- Problems and tasks:
(1) Quote the passage from the Rutten v Cross Medical judgment word for word. Begin at the words "ECLI identifier: ECLI:EU:C:1997:7" and stop after "- Case C-383/95.".
(2) Using the Rutten v Cross Medical judgment, decide whether each statement below agrees with it. Answer yes or no for each, and quote the deciding words from the judgment. (a) The judgment was given by the Sixth Chamber of the Court. (b) The reference for a preliminary ruling came from a court in Belgium. (c) The Brussels Convention was amended by a 1989 convention on the accession of Spain and Portugal.
(3) In the Rutten v Cross Medical judgment, what is the place where an employee who works in several Contracting States habitually carries out his work?

- Source passage:
────────────────────────────────────────

Judgment of the Court (Sixth Chamber) of 9 January 1997.
Petrus Wilhelmus Rutten v Cross Medical Ltd.
Reference for a preliminary ruling: Hoge Raad - Netherlands.
Brussels Convention - Article 5(1) - Courts for the place of performance of the contractual obligation - Contract of employment - Place where the employee habitually carries out his work - Work performed in more than one country.
Case C-383/95.

European Court Reports 1997 I-00057

ECLI identifier: ECLI:EU:C:1997:7

61995J0383

Judgment of the Court (Sixth Chamber) of 9 January 1997. - Petrus Wilhelmus Rutten v Cross Medical Ltd. - Reference for a preliminary ruling: Hoge Raad - Netherlands. - Brussels Convention - Article 5(1) - Courts for the place of performance of the contractual obligation - Contract of employment - Place where the employee habitually carries out his work - Work performed in more than one country. - Case C-383/95.

European Court reports 1997 Page I-00057


Summary
Parties
Grounds
Decision on costs
Operative part

Keywords


Convention on Jurisdiction and the Enforcement of Judgments - Special jurisdiction - Court for the place of performance of the contractual obligation - Contract of employment - Place where the employee habitually carries out his work - Meaning - Work carried out in more than one Contracting State

(Brussels Convention of 27 September 1968, Art. 5(1), as amended by the 1989 Accession Convention)

Summary


Article 5(1) of the Convention of 27 September 1968 on Jurisdiction and the Enforcement of Judgments in Civil and Commercial Matters, as amended by the Convention of 26 May 1989 on the Accession of the Kingdom of Spain and the Portuguese Republic, must be interpreted as meaning that where, in the performance of a contract of employment, an employee carries out his work in several Contracting States, the place where he habitually carries out his work, within the meaning of that provision, is the place where he has established the effective centre of his working activities. When identifying that place, it is necessary to take into account the fact that the employee spends most of his working time in one of the Contracting States in which he has an office where he organizes his activities for his employer and to which he returns after each business trip abroad.

────────────────────────────────────────

- Data extracts:
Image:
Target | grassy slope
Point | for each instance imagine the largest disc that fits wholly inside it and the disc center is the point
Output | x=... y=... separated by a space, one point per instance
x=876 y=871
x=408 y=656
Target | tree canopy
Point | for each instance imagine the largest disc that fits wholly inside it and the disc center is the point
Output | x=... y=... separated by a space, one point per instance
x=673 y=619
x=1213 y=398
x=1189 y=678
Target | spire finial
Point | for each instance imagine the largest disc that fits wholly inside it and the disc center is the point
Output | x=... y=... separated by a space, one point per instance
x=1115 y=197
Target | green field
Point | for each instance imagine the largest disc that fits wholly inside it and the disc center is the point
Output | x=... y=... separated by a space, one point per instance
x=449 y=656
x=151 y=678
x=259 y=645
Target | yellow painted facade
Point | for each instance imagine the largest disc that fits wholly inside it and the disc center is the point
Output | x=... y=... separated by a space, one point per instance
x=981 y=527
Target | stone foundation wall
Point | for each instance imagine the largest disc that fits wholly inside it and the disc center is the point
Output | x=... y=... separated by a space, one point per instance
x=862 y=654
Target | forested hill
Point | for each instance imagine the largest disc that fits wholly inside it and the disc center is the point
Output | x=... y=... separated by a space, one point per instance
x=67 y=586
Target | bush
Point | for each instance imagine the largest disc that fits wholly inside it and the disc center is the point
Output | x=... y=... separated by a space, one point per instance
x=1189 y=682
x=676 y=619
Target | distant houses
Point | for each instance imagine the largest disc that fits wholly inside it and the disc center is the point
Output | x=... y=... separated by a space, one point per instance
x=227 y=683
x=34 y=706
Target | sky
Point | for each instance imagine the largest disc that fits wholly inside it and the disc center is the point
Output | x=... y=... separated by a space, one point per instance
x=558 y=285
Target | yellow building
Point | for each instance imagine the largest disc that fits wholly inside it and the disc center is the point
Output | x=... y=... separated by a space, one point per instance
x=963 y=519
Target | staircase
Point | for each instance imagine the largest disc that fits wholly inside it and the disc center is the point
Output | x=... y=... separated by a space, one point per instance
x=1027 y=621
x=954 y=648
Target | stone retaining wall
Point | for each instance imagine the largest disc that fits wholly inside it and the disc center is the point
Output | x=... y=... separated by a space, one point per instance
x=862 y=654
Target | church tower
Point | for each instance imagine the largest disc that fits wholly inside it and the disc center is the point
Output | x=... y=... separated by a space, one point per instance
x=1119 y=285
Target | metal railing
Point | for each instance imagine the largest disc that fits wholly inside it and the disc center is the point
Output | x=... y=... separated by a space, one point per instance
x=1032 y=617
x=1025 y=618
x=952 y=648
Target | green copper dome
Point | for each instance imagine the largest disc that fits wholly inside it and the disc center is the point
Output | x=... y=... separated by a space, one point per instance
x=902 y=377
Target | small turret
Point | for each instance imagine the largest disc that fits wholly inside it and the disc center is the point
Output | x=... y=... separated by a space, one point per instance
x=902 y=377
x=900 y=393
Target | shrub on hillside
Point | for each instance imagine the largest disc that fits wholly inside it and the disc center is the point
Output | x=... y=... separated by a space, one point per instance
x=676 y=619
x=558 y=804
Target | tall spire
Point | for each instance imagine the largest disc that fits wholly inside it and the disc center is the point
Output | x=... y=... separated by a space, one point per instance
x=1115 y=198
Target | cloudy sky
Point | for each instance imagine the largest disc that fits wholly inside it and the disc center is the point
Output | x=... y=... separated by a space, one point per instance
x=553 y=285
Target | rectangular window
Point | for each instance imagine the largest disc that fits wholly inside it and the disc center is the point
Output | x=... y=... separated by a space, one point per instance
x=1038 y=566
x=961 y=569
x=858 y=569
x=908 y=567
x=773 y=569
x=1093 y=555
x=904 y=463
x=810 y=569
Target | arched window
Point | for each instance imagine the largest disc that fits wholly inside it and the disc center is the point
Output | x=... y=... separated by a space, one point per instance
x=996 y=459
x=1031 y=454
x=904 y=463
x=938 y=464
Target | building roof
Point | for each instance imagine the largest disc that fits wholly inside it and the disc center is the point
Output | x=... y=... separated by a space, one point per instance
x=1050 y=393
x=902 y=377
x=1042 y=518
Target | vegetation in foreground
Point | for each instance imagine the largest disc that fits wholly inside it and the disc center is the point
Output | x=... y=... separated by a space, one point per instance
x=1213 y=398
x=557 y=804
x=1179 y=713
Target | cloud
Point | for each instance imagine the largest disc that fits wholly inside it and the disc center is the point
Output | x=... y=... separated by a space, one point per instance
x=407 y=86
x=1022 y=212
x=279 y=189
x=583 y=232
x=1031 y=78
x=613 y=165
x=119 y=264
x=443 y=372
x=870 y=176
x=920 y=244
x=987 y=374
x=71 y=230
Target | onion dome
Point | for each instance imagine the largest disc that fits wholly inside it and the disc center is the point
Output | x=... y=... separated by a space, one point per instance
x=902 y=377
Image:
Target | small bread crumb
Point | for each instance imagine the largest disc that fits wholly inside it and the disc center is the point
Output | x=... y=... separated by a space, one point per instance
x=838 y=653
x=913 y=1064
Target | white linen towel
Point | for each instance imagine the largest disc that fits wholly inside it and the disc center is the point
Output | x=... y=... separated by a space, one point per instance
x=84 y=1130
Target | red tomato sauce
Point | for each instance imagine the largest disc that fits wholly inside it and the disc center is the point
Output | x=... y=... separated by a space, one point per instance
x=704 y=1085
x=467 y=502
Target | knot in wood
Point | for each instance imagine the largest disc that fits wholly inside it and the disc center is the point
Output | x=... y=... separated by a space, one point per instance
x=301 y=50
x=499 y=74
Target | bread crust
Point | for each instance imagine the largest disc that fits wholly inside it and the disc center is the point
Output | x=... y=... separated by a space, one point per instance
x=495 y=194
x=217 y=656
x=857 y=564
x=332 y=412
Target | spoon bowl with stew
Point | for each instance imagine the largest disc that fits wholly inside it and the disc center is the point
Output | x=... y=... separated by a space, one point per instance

────────────────────────────────────────

- Your written answers:
(1)
ECLI identifier: ECLI:EU:C:1997:7

61995J0383

Judgment of the Court (Sixth Chamber) of 9 January 1997. - Petrus Wilhelmus Rutten v Cross Medical Ltd. - Reference for a preliminary ruling: Hoge Raad - Netherlands. - Brussels Convention - Article 5(1) - Courts for the place of performance of the contractual obligation - Contract of employment - Place where the employee habitually carries out his work - Work performed in more than one country. - Case C-383/95.

(2)
(a) Yes: "Judgment of the Court (Sixth Chamber) of 9 January 1997."
(b) No: "Reference for a preliminary ruling: Hoge Raad - Netherlands."
(c) Yes: "as amended by the Convention of 26 May 1989 on the Accession of the Kingdom of Spain and the Portuguese Republic"

(3) It is the place where he has established the effective centre of his working activities.